* [対象の文章]
>>>>>

5%含有されている。そして都市ごみ等の廃棄物中に混
入した塩ビプラスチック等に含まれる塩素は、燃焼によ
ってHC1となり(通常、都市ごみ燃焼排ガス中のHC
1は約500〜1000ppm)、焼却炉の後流に設置さ
れた蒸気発生用ボイラのチューブに作用してこれを腐食
させる。特にチューブ表面温度が約350℃以上では温
度の増加とともに高温腐食が顕著となる。このため、従
来、チューブ表面温度は350℃以下にする必要があ
り、製造される蒸気の温度は約300℃が限界であっ
た。その結果、従来のごみ焼却による発電効率は約15
%以下であって、塩素を殆ど含有しない重油やLNG等
を燃料とし、ボイラチューブ温度を500〜600℃に
できるプラントの発電効率約40%に比べて著しく低
く、その改善が強く望まれていた。

<<<<<

* [作業指示]
**A.** ごみ焼却に関する文章に出てくる温度の数値（℃で示されたもの）を、現れる順にすべて挙げよ。
**B.** 次の各文がごみ焼却に関する文章の内容に合うかどうかを「はい」か「いいえ」で答え、判断の根拠となる文章中の語句を引用せよ。(i) 従来のごみ焼却による発電効率は約40%であった。(ii) チューブ表面温度が約350℃以上では、温度の増加とともに高温腐食が顕著になる。(iii) 重油やLNGは塩素を多く含む燃料である。
**C.** ごみ焼却に関する文章を、最後の文の後から続けて書け。

* [データ内容]
>>>>>

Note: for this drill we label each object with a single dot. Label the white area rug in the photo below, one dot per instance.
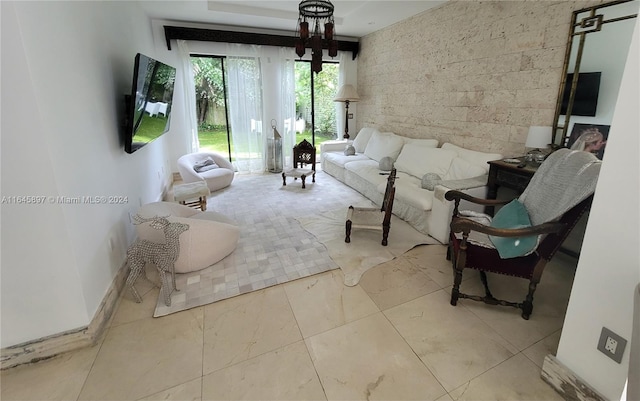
(274, 248)
(365, 249)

<<<<<

* [解答例]
**A.** 約350℃、350℃、約300℃、500〜600℃

**B.**
(i) いいえ。「従来のごみ焼却による発電効率は約15%以下であって」
(ii) はい。「特にチューブ表面温度が約350℃以上では温度の増加とともに高温腐食が顕著となる」
(iii) いいえ。「塩素を殆ど含有しない重油やLNG等」

**C.**
【0004】本発明者らはかかる技術的課題に鑑み、先
の出願において(出願番号:特願平6−324843
号、特願平7−140484号)、前記焼却炉としての
流動床内で、温度300〜700℃で処理したところ、
該流動床からの未分解残渣および流動媒体から成るチャ
ー混合物からは実質的に塩素を含有しない未分解残渣が
得られることを見出した。すなわち、廃棄物中に含まれ
ていた塩素は、実質的に全て熱分解ガスに含まれて、熱
分解ガス出口ラインに排出されることを見出した。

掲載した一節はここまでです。